▸ Prompt: Render every line of the records below as one numbered list, leaving out any blank lines.

▸ Supplied material:
::::::

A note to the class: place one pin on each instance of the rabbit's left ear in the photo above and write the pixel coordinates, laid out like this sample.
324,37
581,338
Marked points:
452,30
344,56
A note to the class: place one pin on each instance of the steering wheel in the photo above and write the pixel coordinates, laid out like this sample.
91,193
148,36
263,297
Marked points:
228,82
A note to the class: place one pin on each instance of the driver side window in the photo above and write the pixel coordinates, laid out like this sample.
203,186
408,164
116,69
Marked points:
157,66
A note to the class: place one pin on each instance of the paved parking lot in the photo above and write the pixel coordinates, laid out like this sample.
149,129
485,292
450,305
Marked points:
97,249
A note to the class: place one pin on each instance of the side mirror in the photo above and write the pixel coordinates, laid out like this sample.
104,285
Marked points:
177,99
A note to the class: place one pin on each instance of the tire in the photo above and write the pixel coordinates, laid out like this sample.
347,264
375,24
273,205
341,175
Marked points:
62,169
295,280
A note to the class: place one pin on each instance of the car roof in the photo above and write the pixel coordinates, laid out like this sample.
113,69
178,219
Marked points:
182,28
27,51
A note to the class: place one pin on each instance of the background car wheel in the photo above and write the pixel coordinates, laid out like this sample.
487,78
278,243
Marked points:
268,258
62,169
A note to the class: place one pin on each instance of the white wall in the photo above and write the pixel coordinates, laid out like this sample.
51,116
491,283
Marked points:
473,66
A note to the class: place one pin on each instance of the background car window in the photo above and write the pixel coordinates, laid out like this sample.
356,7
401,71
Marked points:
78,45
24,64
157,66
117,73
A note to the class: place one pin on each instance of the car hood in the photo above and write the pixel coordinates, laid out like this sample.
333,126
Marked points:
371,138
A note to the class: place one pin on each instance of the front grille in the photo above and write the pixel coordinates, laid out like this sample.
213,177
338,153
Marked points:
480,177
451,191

::::::

▸ Exercise result:
1. A note to the class: place one pin on each instance of the rabbit's left ear in the photo above and write the pixel coordinates, laid out like this sample.
2. 324,37
3. 581,338
4. Marked points:
5. 452,30
6. 344,56
7. A note to the class: place one pin on each instance of the steering wheel in the photo above and write the pixel coordinates, laid out like this sample.
8. 91,193
9. 148,36
10. 263,297
11. Marked points:
12. 228,82
13. A note to the class: place one pin on each instance of the driver side window in the photo above and write the pixel coordinates, laid out like this sample.
14. 203,186
15. 408,164
16. 116,69
17. Marked points:
18. 157,66
19. A note to the class: place one pin on each instance of the paved parking lot in the photo above and write the pixel coordinates, laid out like this sample.
20. 149,129
21. 485,292
22. 450,305
23. Marked points:
24. 97,249
25. A note to the class: place one pin on each instance of the side mirror in the photo above and write the pixel coordinates, laid out like this sample.
26. 104,285
27. Marked points:
28. 177,99
29. A note to the class: place one pin on each instance of the tire in the photo above and write the pixel coordinates, laid out like this sample.
30. 347,264
31. 375,24
32. 273,205
33. 341,175
34. Marked points:
35. 62,169
36. 295,280
37. A note to the class: place one pin on each instance of the car roof in the photo above and write the pixel coordinates, laid out like this sample.
38. 113,69
39. 178,219
40. Marked points:
41. 182,28
42. 27,51
43. A note to the class: place one pin on each instance of the background car wheel in the photo above and write the pixel coordinates, laid out like this sample.
44. 487,78
45. 278,243
46. Marked points:
47. 268,258
48. 62,169
49. A note to the class: place one pin on each instance of the white wall in the photo above and write the pixel coordinates, laid out like this sample.
50. 51,116
51. 491,283
52. Marked points:
53. 473,66
54. A note to the class: place one pin on each instance of the background car window in the photo above and write the pixel coordinates, laid out like this sample.
55. 356,7
56. 401,71
57. Marked points:
58. 78,45
59. 24,64
60. 157,66
61. 117,73
62. A note to the class: place one pin on each instance of the car hood in the photo above and write the pixel coordinates, laid out like this sample.
63. 333,126
64. Marked points:
65. 371,138
66. A note to the class: place one pin on each instance of the front grille in the photo above and write the pixel coordinates, laid out like this sample.
67. 213,177
68. 338,153
69. Marked points:
70. 480,177
71. 451,191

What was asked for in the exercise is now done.